**Goal of the exercise:**
Here is a listing. Write it out again without a single difference.

**Extracted entries:**
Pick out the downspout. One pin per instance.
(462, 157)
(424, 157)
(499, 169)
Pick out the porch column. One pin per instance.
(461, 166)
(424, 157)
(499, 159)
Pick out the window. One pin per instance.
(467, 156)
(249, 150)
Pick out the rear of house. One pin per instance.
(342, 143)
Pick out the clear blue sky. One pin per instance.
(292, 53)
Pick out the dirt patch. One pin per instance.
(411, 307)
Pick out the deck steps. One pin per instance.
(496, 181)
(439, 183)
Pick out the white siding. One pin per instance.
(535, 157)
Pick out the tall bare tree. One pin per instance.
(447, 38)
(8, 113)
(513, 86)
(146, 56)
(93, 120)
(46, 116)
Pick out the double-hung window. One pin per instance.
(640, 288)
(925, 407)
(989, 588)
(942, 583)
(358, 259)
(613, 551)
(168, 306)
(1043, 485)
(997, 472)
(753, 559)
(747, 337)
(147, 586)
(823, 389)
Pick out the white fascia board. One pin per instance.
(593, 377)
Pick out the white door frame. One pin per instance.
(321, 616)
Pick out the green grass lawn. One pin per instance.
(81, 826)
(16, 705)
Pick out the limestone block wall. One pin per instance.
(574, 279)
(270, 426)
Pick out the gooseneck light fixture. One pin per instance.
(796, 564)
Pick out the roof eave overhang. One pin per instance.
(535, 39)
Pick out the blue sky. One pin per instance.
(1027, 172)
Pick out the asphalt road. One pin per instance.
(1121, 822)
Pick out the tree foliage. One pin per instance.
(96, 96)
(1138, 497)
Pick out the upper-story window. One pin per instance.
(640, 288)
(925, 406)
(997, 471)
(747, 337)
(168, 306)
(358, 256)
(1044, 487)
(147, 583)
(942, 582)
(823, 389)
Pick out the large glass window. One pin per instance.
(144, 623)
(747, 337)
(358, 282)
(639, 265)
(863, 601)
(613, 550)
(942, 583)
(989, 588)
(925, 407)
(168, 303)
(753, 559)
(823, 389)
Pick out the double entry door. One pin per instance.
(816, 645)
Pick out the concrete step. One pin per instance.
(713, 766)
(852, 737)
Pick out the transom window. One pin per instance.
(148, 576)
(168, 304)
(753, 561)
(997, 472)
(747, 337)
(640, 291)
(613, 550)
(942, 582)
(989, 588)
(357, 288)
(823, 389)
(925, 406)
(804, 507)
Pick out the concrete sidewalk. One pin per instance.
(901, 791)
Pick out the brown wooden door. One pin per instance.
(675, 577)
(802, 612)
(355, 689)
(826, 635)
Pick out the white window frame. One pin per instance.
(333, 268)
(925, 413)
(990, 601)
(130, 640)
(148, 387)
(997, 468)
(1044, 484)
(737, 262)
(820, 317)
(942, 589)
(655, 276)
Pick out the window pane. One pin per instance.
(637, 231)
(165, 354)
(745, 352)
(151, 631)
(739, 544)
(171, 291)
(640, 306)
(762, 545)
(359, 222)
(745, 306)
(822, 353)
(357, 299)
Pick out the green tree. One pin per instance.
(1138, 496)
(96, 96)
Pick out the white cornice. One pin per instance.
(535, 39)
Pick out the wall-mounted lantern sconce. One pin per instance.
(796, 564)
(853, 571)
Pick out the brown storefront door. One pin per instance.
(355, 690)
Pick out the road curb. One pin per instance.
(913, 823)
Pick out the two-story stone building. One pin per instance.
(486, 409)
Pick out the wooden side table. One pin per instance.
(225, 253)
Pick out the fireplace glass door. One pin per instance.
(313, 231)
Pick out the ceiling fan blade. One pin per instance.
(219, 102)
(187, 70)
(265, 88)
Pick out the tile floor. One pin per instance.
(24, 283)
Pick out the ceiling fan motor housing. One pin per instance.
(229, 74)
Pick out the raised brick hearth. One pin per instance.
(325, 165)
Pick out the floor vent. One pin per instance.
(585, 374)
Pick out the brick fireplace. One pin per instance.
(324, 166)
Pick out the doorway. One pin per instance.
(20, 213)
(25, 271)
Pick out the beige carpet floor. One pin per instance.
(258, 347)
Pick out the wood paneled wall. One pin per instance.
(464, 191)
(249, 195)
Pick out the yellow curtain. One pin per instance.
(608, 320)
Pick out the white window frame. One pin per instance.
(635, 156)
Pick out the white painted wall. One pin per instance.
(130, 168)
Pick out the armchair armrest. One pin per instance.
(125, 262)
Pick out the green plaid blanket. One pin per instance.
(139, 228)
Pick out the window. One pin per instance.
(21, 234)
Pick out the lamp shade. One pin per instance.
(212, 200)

**Solution to this task:**
Pick out the downspout. One pin per instance.
(462, 157)
(424, 157)
(499, 169)
Pick out the porch column. One pin per instance.
(461, 166)
(424, 157)
(499, 159)
Pick out the window. One pin per instance.
(467, 156)
(249, 150)
Pick out the rear of house. One pin per instance.
(342, 143)
Pick out the clear blue sky. One pin per instance.
(292, 53)
Pick out the dirt patch. One pin per instance.
(411, 307)
Pick out the deck steps. One pin per instance.
(496, 181)
(439, 183)
Pick out the white siding. One pin per instance.
(535, 157)
Pick out the tall bare tree. One pin per instance.
(447, 38)
(8, 113)
(513, 86)
(146, 56)
(93, 120)
(46, 116)
Pick out the double-hung window. One pin per instance.
(640, 288)
(925, 407)
(989, 588)
(942, 583)
(358, 259)
(613, 551)
(168, 306)
(1043, 485)
(997, 472)
(753, 559)
(747, 337)
(147, 586)
(823, 389)
Pick out the white fascia board. One pin per instance.
(593, 377)
Pick out the white door frame. One pin per instance.
(321, 616)
Pick out the green grass lawn. One pin per instance.
(81, 826)
(16, 705)
Pick out the limestone block wall. One pin per instance.
(574, 279)
(270, 426)
Pick out the gooseneck light fixture. One pin per instance.
(796, 564)
Pick out the roof eave overhang. One pin per instance.
(535, 39)
Pick out the blue sky. One pin per instance.
(1027, 172)
Pick out the asphalt road. One pin per instance.
(1121, 822)
Pick out the tree foliage. One pin per instance.
(96, 96)
(1138, 497)
Pick out the upper-story window. One pin per instance.
(640, 288)
(925, 406)
(997, 471)
(747, 337)
(168, 306)
(358, 256)
(1044, 487)
(147, 583)
(942, 582)
(823, 389)
Pick out the large glass window. One pin per instance.
(144, 623)
(747, 337)
(358, 282)
(639, 265)
(863, 601)
(613, 550)
(942, 583)
(989, 588)
(925, 407)
(168, 303)
(753, 559)
(823, 389)
Pick out the double entry door. One pin per instance.
(816, 645)
Pick out the concrete step. One pin per instance.
(713, 766)
(852, 737)
Pick out the transom window. One pin per instance.
(148, 576)
(168, 304)
(753, 561)
(997, 472)
(747, 337)
(640, 291)
(613, 550)
(942, 582)
(989, 588)
(357, 288)
(823, 389)
(925, 406)
(804, 507)
Pick out the concrete sidewalk. One pin per instance.
(901, 791)
Pick out the brown wooden door. One pin per instance.
(675, 577)
(802, 612)
(355, 689)
(826, 635)
Pick out the white window frame. One pin per instance.
(333, 268)
(925, 413)
(990, 601)
(130, 640)
(148, 387)
(997, 468)
(1044, 484)
(737, 262)
(820, 317)
(942, 589)
(655, 276)
Pick out the window pane. One pin per instance.
(637, 231)
(165, 354)
(745, 352)
(151, 631)
(739, 544)
(171, 291)
(640, 306)
(762, 545)
(359, 222)
(745, 306)
(822, 353)
(357, 299)
Pick out the green tree. One pin per instance.
(1138, 496)
(96, 96)
Pick out the white cornice. One pin per instance.
(535, 39)
Pick out the wall-mounted lantern sconce. One pin per instance.
(796, 564)
(853, 571)
Pick out the brown storefront door. One pin per instance.
(355, 690)
Pick out the road curb. One pin per instance.
(913, 823)
Pick out the two-story stone building. One pin per instance.
(486, 409)
Pick out the wooden side table. One pin per instance.
(225, 253)
Pick out the fireplace glass door. One pin per instance.
(313, 231)
Pick out the ceiling fan blade. One pin per instance.
(219, 102)
(187, 70)
(265, 88)
Pick out the tile floor. One pin per instance.
(24, 283)
Pick out the ceiling fan motor housing. One pin per instance.
(229, 74)
Pick out the raised brick hearth. One pin per instance.
(325, 165)
Pick out the floor vent. One pin per instance.
(585, 374)
Pick out the brick fireplace. One pin per instance.
(324, 166)
Pick out the doorway. One pin per instance.
(20, 213)
(25, 271)
Pick out the beige carpet floor. One pin per instance.
(258, 347)
Pick out the wood paneled wall. One pin per instance.
(464, 191)
(249, 195)
Pick out the yellow curtain. One pin per instance.
(608, 320)
Pick out the white window frame. One pin per instance.
(635, 156)
Pick out the white painted wall. One pin per instance.
(130, 168)
Pick out the armchair armrest. One pin per instance.
(125, 262)
Pick out the green plaid blanket. One pin per instance.
(139, 228)
Pick out the window. One pin per instance.
(21, 234)
Pick out the lamp shade. One pin per instance.
(212, 200)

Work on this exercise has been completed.